## Task prompt
Report every line of the entries below that contains the word "dark", and copy each of those lines in full. Treat uppercase and lowercase as different.

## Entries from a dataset
___
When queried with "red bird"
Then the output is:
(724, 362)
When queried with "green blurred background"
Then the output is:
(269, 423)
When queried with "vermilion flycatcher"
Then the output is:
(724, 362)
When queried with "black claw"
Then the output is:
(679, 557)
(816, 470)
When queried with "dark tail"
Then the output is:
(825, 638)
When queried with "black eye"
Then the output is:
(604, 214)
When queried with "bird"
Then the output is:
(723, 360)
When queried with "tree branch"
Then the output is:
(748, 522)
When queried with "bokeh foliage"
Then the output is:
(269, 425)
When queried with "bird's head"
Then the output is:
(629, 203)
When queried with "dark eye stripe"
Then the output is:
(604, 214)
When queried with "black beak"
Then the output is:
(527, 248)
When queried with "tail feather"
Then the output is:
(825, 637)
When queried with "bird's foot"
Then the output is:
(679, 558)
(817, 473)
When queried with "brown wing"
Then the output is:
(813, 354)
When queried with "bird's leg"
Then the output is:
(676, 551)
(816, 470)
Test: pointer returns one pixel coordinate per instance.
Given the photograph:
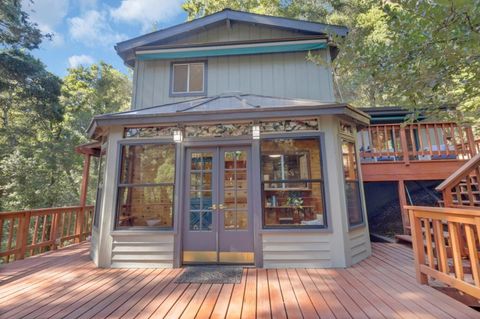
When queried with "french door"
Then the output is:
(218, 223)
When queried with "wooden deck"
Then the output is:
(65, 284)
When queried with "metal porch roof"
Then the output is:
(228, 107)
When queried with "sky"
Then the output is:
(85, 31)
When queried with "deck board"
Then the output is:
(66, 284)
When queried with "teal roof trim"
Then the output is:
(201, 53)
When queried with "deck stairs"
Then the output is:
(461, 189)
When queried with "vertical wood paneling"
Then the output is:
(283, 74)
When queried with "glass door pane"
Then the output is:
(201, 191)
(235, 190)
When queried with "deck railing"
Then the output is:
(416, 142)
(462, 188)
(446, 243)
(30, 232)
___
## Exercise solution
When queried with "dark tail"
When queried with "dark eye stripe"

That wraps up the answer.